Copy the data exactly from the line that contains "pick out the asphalt" through the line that contains "pick out the black racing", keeping both end lines and leaving out everything else.

++++++++

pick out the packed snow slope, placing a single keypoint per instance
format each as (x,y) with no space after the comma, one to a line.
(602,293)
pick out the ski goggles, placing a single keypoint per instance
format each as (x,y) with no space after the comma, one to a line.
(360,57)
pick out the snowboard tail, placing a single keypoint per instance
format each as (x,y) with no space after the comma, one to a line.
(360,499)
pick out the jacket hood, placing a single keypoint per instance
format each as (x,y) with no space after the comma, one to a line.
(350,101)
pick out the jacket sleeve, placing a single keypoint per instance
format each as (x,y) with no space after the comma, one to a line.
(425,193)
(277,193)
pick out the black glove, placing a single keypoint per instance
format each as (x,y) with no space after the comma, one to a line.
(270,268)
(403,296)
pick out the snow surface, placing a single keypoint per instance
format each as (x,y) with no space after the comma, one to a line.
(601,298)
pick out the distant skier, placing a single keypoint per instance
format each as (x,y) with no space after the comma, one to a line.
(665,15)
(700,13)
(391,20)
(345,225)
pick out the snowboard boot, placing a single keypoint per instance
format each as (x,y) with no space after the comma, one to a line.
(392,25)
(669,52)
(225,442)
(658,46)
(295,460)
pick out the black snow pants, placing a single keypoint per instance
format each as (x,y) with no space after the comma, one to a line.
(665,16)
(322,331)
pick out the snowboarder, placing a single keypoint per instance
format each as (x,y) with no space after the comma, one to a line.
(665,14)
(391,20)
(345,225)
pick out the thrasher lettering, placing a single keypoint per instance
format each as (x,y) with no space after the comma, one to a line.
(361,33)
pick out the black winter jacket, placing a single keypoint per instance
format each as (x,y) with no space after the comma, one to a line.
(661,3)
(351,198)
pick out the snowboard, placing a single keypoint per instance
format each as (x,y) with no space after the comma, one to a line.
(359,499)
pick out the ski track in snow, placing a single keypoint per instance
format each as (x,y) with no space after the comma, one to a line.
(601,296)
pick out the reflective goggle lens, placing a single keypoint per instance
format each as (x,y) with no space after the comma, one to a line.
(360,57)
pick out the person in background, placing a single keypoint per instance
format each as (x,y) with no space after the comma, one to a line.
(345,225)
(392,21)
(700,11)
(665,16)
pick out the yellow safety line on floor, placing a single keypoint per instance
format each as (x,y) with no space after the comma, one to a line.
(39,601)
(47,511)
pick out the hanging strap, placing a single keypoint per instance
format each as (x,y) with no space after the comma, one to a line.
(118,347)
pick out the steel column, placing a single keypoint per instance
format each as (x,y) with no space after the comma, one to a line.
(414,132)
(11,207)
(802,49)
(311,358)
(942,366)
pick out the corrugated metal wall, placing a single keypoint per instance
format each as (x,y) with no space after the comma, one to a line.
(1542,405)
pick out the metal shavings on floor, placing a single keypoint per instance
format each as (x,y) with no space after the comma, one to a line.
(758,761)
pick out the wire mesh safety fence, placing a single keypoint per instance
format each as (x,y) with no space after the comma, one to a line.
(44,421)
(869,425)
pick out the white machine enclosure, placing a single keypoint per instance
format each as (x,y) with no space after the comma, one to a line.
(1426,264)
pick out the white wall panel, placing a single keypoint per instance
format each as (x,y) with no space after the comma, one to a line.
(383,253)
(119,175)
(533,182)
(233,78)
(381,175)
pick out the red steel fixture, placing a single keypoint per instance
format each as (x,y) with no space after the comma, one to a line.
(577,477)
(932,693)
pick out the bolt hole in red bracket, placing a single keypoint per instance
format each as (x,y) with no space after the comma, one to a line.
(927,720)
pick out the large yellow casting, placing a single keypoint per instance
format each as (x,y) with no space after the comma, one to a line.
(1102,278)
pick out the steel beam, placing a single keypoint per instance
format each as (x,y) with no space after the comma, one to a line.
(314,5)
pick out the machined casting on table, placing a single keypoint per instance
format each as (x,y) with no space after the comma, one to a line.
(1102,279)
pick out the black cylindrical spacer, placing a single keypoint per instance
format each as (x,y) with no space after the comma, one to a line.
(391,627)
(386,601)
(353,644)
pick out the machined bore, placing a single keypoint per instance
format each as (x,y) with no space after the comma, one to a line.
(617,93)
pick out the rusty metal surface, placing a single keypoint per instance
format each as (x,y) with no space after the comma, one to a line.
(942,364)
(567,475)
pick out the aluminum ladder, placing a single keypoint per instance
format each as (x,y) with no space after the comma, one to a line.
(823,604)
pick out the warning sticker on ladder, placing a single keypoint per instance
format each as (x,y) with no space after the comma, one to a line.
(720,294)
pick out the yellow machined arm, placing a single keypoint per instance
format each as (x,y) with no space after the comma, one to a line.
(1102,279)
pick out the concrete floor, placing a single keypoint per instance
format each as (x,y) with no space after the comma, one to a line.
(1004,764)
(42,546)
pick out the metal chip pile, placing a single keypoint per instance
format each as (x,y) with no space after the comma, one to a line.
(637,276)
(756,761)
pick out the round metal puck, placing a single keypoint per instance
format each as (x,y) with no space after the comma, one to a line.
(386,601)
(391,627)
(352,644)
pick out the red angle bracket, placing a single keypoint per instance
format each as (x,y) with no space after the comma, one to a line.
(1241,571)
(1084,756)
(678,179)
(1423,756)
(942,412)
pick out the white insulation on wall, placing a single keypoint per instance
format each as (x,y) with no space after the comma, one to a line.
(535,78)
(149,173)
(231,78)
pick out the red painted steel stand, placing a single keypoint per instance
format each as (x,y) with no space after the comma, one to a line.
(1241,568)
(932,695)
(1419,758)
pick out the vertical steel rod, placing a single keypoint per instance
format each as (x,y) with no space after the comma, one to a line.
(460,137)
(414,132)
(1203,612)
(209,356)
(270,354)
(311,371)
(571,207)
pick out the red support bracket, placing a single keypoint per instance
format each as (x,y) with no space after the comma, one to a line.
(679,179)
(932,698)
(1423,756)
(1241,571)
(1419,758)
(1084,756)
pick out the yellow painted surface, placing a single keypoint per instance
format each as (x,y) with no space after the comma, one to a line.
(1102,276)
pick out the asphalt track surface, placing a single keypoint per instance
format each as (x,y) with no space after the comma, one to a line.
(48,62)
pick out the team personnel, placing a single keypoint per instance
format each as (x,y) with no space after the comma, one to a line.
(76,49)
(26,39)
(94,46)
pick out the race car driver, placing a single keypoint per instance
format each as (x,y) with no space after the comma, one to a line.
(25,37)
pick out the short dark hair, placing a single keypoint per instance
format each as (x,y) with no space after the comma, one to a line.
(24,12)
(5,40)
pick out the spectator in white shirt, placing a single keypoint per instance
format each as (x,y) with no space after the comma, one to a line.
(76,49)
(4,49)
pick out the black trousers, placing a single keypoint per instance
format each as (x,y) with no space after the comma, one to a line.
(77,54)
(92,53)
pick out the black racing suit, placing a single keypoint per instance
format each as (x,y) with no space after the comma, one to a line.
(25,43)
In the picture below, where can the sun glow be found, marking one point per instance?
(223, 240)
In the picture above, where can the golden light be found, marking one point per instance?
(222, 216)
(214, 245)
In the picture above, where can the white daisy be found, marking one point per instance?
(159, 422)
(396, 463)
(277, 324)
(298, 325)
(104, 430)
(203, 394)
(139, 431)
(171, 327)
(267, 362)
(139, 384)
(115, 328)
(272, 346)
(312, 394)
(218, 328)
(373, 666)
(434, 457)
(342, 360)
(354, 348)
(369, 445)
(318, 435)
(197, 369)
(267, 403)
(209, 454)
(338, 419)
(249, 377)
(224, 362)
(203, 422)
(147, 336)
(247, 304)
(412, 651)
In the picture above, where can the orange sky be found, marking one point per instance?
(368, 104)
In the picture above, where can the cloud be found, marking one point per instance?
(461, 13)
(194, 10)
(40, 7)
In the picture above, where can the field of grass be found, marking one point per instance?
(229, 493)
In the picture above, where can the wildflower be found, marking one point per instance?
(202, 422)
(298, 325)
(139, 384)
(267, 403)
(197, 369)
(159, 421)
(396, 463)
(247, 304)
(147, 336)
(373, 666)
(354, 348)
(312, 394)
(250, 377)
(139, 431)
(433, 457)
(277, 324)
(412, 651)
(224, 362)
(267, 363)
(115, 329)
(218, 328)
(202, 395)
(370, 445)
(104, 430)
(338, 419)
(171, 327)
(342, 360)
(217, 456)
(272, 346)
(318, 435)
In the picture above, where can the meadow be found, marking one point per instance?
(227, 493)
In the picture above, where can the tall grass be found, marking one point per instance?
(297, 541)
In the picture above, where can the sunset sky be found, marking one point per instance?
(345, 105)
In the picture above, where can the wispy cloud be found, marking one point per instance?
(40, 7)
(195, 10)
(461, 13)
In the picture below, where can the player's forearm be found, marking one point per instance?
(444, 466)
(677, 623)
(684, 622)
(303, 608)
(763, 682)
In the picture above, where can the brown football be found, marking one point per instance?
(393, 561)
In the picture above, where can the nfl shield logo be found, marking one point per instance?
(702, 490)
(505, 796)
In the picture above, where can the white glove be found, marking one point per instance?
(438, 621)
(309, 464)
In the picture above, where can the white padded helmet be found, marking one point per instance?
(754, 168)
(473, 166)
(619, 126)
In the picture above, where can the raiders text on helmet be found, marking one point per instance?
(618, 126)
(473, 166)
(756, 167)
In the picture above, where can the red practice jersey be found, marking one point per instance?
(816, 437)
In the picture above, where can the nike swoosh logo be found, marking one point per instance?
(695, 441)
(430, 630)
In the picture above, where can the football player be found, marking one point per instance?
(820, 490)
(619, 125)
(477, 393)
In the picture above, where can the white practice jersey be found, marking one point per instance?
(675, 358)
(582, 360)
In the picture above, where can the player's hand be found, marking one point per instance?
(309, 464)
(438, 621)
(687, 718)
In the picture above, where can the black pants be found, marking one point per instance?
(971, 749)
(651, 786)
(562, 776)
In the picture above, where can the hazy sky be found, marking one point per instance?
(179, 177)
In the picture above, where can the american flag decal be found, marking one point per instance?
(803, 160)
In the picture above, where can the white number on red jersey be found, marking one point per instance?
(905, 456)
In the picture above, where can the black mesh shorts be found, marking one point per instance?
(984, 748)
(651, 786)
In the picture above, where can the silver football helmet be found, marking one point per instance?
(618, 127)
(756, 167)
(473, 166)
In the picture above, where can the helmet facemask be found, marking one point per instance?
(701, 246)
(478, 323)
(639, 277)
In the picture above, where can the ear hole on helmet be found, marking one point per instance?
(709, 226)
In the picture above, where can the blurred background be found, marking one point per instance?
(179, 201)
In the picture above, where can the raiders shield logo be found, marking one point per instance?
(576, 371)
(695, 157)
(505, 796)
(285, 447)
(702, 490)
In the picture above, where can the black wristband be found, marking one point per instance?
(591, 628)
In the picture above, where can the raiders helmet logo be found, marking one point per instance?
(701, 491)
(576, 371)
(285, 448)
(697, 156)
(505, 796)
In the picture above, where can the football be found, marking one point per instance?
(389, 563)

++++++++

_Task output_.
pick out the asphalt track surface, placing a single keypoint per instance
format each as (x,y) with no space after the comma, one to a line.
(48,62)
pick out the team personnel, placing a single keypoint per instance
format each as (x,y) with no space after the comma, one to a line.
(76,49)
(26,39)
(94,46)
pick out the race car driver, placing a single keypoint per instance
format each as (x,y) with no space after the comma, one to a line.
(25,37)
pick out the short dark hair, placing a single keypoint per instance
format each as (x,y) with no space after the comma, one to a line.
(24,12)
(5,40)
pick out the spectator in white shirt, placing a single keypoint per instance
format each as (x,y) with no space after the comma, one to a line.
(76,49)
(4,49)
pick out the black trousers, placing a single keypoint per instance
format each as (x,y) with no space after the comma, one to a line.
(77,54)
(92,53)
pick out the black racing suit, placing a single keypoint per instance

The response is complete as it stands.